* Фрагмент текста:

====================

Сложность построения Булгакова вынуждена: она обусловлена введенным им фантастическим допущением о превращении собаки в человека. Но порою авторы иронично обыгрывают этот способ повествования, создавая комический эффект. Так, в «Алмазной колеснице» Акунин сначала описывает первое утро, проведенное Масой в качестве слуги Фандорина, глазами одного из них, потом глазами другого, и выясняется, что они друг друга не понимали категорически: Фандорин знаками показывает, чтобы Маса бил его пяткой в грудь, желая взять урок каратэ, а Маса думает, что это какой-то особый европейский способ любви. Но оба остаются удовлетворены: Фандорин — уроком, а Маса — тем, что, несмотря ни на что, не растерялся и смог выполнить свой долг.
Всевидящий всезнающий автор
Распределенное третье лицо — очень удобная, универсальная на первый взгляд позиция. Но на примере того же «Кода да Винчи» видны и ее недостатки. Когда повествовательные позиции равномерно чередуются, читатель становится похожим на зрителя теннисного матча, вертящего головой туда-сюда, а «пропуск» смены позиции через какое-то время воспринимается уже как огрех. Это хорошо для остросюжетного триллера, но далеко не всегда подобная механистичность и предсказуемость оказывается уместной. Кроме того, так расфокусируется внимание читателя. Ему сложнее понять, кто протагонист, а кто — просто персонаж. Чтобы избежать этого, автор принимает одну из двух безличных позиций.
Первая из них — это позиция всевидящего и всезнающего автора — демиурга, которому все известно про персонажей. Самый яркий пример такого рода — это, конечно, Лев Толстой. Ему эта позиция органична как никому. Когда ему нужно, он буквально «влезает в голову» персонажей и говорит от их имени — например в сцене, когда неискушенная Наташа Ростова попадает на балет и видит только как «мужчина с голыми ногами стал прыгать очень высоко и семенить ногами». А когда нужно — не чурается периодов, начинающихся со слов «князь Андрей не знал еще того, что...» или «Наполеон не мог предвидеть, что...» или просто смотрит на своих героев как на кукол с «открытыми головами»:
Даву поднял глаза и пристально посмотрел на Пьера. Несколько секунд они смотрели друг на друга, и этот взгляд спас Пьера. В этом взгляде, помимо всех условий войны и суда, между этими двумя людьми установились человеческие отношения. Оба они в эту одну минуту смутно перечувствовали бесчисленное количество вещей и поняли, что они оба дети человечества, что они братья.
Не говоря уж про знаменитое и скандальное начало «Анны Карениной» — «Все счастливые семьи похожи друг на друга, каждая несчастливая — несчастлива по-своему». Скандальное — потому что Толстой не утруждает себя обоснованиями или мотивацией своего неочевидного (и легко выворачиваемого наизнанку) высказывания. Он просто изрекает непреложную истину, и всё тут!

====================

* Исходные данные:

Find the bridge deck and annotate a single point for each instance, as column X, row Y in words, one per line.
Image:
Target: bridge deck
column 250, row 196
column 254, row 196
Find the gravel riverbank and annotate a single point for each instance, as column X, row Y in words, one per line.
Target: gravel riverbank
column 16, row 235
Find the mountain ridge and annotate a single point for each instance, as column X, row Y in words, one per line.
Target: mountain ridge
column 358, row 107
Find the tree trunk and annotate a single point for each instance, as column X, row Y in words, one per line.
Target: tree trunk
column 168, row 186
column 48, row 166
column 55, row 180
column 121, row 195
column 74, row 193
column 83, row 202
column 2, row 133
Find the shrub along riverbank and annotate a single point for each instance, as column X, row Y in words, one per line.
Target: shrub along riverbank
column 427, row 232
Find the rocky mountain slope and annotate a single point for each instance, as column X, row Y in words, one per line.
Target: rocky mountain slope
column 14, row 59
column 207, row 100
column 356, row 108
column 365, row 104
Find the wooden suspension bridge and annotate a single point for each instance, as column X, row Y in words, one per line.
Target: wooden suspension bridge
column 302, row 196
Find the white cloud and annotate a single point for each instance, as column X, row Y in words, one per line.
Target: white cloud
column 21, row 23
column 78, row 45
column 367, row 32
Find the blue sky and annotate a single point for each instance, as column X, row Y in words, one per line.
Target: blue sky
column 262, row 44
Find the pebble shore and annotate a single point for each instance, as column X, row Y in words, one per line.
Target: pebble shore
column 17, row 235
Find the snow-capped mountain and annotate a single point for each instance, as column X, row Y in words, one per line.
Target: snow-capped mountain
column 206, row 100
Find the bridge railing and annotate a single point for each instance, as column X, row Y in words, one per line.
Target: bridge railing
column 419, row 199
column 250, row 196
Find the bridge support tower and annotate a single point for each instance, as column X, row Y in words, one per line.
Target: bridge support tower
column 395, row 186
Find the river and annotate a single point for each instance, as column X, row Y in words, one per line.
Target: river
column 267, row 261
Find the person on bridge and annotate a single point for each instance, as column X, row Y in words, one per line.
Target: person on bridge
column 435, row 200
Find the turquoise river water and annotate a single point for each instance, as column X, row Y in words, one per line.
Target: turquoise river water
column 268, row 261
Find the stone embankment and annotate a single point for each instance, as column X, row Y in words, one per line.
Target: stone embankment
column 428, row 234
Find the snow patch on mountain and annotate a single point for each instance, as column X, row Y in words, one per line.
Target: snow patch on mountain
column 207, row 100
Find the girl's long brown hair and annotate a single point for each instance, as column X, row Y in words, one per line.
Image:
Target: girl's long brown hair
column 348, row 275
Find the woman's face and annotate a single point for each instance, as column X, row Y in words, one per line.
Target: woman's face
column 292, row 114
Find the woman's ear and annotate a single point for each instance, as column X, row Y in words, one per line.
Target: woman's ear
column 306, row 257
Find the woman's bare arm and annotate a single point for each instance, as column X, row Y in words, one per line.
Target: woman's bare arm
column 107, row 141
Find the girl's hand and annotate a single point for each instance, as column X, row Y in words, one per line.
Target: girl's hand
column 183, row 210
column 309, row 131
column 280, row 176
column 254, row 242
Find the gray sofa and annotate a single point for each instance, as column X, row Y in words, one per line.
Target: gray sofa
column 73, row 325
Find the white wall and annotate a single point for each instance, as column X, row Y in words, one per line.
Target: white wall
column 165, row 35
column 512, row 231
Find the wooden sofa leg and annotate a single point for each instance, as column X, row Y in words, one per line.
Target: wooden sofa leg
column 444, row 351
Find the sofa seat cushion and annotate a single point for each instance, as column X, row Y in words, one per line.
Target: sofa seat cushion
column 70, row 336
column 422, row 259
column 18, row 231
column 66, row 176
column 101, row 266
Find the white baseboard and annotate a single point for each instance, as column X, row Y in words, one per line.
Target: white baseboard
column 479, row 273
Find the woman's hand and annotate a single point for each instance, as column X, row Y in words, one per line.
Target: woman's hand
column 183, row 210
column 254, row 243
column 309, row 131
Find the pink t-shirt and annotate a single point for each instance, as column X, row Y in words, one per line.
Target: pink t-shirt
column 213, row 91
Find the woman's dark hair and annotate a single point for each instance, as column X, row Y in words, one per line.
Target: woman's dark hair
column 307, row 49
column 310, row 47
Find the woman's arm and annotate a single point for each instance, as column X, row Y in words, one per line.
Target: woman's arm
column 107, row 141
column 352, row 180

====================

* Задания:
1. Какой писатель назван во фрагменте текста самым ярким примером позиции всевидящего и всезнающего автора?
2. Перепишите фрагмент текста от слов «Всевидящий всезнающий автор» до слов «двух безличных позиций.» включительно, заменив «теннисного матча» на «футбольного матча».
Приведенный материал для выполнения заданий не понадобится.

* Ответы к заданиям:
1. Лев Толстой.

2.
Всевидящий всезнающий автор
Распределенное третье лицо — очень удобная, универсальная на первый взгляд позиция. Но на примере того же «Кода да Винчи» видны и ее недостатки. Когда повествовательные позиции равномерно чередуются, читатель становится похожим на зрителя футбольного матча, вертящего головой туда-сюда, а «пропуск» смены позиции через какое-то время воспринимается уже как огрех. Это хорошо для остросюжетного триллера, но далеко не всегда подобная механистичность и предсказуемость оказывается уместной. Кроме того, так расфокусируется внимание читателя. Ему сложнее понять, кто протагонист, а кто — просто персонаж. Чтобы избежать этого, автор принимает одну из двух безличных позиций.